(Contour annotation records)

▬▬▬▬▬▬

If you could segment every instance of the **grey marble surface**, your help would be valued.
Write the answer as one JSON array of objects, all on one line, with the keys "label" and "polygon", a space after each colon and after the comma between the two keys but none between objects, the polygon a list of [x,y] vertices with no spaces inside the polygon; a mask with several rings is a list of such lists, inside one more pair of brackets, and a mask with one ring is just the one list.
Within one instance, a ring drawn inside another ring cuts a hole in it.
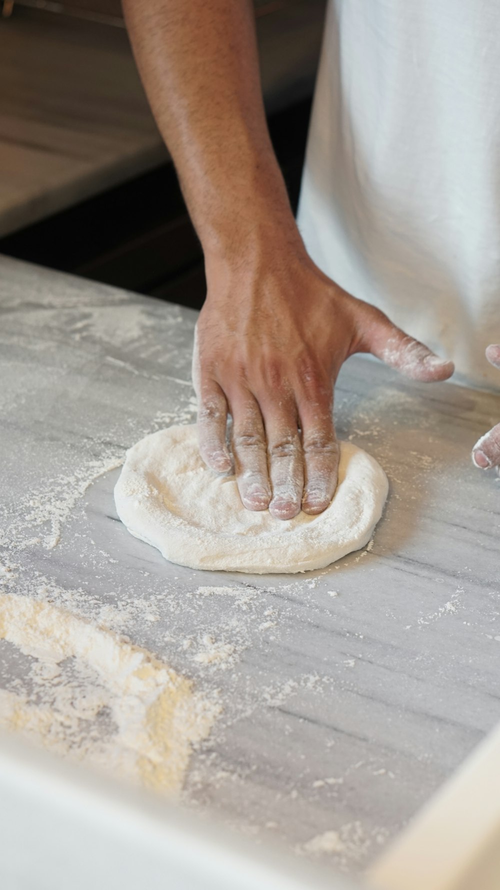
[{"label": "grey marble surface", "polygon": [[[325,0],[258,10],[268,112],[310,95]],[[0,18],[0,237],[168,160],[124,29]]]},{"label": "grey marble surface", "polygon": [[[331,858],[356,871],[500,719],[500,490],[469,457],[500,400],[350,360],[338,434],[390,481],[372,548],[302,576],[192,571],[127,533],[105,471],[194,419],[194,321],[1,259],[3,558],[22,593],[43,585],[218,691],[188,805],[294,851],[337,831]],[[206,635],[232,657],[196,661]]]}]

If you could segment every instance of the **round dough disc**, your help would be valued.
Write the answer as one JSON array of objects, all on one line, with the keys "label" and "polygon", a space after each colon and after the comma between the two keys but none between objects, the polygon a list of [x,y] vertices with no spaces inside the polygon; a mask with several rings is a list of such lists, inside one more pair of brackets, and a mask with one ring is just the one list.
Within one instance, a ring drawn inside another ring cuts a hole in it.
[{"label": "round dough disc", "polygon": [[234,476],[217,475],[198,452],[195,425],[171,426],[127,451],[115,502],[129,531],[190,569],[306,571],[364,546],[382,515],[385,473],[340,443],[338,487],[324,513],[275,519],[242,504]]}]

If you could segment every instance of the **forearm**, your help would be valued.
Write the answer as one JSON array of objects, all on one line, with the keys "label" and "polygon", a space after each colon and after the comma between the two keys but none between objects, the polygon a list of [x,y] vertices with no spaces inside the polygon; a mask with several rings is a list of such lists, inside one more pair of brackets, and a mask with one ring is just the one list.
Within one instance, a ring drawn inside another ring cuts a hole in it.
[{"label": "forearm", "polygon": [[298,237],[269,138],[250,0],[123,0],[138,67],[205,255]]}]

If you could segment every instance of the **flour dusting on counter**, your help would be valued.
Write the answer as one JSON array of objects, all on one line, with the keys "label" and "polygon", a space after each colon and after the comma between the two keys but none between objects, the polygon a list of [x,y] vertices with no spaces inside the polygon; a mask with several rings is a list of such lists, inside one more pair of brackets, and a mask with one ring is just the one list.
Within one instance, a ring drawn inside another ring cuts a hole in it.
[{"label": "flour dusting on counter", "polygon": [[[218,704],[150,652],[47,603],[0,595],[0,640],[28,657],[0,724],[73,760],[179,793]],[[19,658],[19,656],[18,656]]]}]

▬▬▬▬▬▬

:: WHAT THE TASK ASKS ::
Copy out all of the records above word for word, leaving out the pictures.

:: SOLUTION TO THE EXERCISE ::
If you could segment every instance of the **grey marble surface**, your help would be valued.
Write the answer as one JSON array of objects, all on one line, with the keys "label" and "polygon", a space after each colon and after the comma between the two keys but none between objects, the polygon a list of [x,y] vertices with no spaces inside the polygon; a mask with several rings is a list of such lists, inside one more pair of brackets, and a mask with one ring is just the one list.
Within one instance, a ring drawn inside another ring cuts a hole in it.
[{"label": "grey marble surface", "polygon": [[[325,0],[258,10],[268,112],[310,95]],[[0,18],[0,237],[168,160],[124,29]]]},{"label": "grey marble surface", "polygon": [[[331,858],[356,871],[500,719],[500,490],[469,457],[500,400],[350,360],[338,434],[390,481],[372,548],[302,576],[192,571],[127,533],[105,471],[194,419],[194,321],[1,259],[3,558],[22,593],[43,585],[218,691],[188,805],[294,851],[337,831]],[[206,635],[232,657],[196,661]]]}]

If you could segment every instance of the **round dough disc**, your help would be valued.
Write the answer as one JSON array of objects, all on one line, with the keys "label" and "polygon", a space after each colon and after the comma between the two keys but none between objects, the polygon a list of [x,y] vertices with no spaces inside the polygon; a mask with several rings is a list of such lists, inside one more pair of brackets, and a mask with one ring is just the one list.
Within one instance, a ring drawn inside another ring cuts a hole in it.
[{"label": "round dough disc", "polygon": [[234,476],[217,475],[198,452],[195,425],[171,426],[127,451],[115,502],[129,531],[190,569],[306,571],[364,546],[382,515],[385,473],[340,443],[338,487],[324,513],[275,519],[242,504]]}]

If you could segment every instance of the **forearm**, your help would be valued.
Write the answer as one JSON array of objects, all on one line, with the keys "label" and "polygon", a space after each colon and after the comma between the two keys but none between objects, the polygon a list of [x,y] vertices with no spaces inside the polygon; a mask with several rings is a list of such lists, inside one more pair of brackets, and a mask with one ring is just the one list.
Within one instance, a ring drawn inside another ring cuts a hole in it.
[{"label": "forearm", "polygon": [[298,237],[269,138],[250,0],[123,0],[138,67],[205,255]]}]

If you could segment every instance of the **flour dusting on counter**, your help would be valued.
Write the answer as one JSON array of objects, all on one line, with the keys "label" and "polygon", a space after each colon and after the comma between the two keys but none between objects, the polygon a list of [x,y] vertices with no spaces inside the polygon; a mask with several rings is a list of such lists, inside one more pair of brackets, and a mask with one ring is just the one list.
Within one instance, a ring drawn inside another ring cuts a hole in it.
[{"label": "flour dusting on counter", "polygon": [[[218,704],[150,652],[47,603],[0,595],[0,640],[28,657],[0,724],[73,760],[179,793]],[[19,658],[19,656],[18,656]]]}]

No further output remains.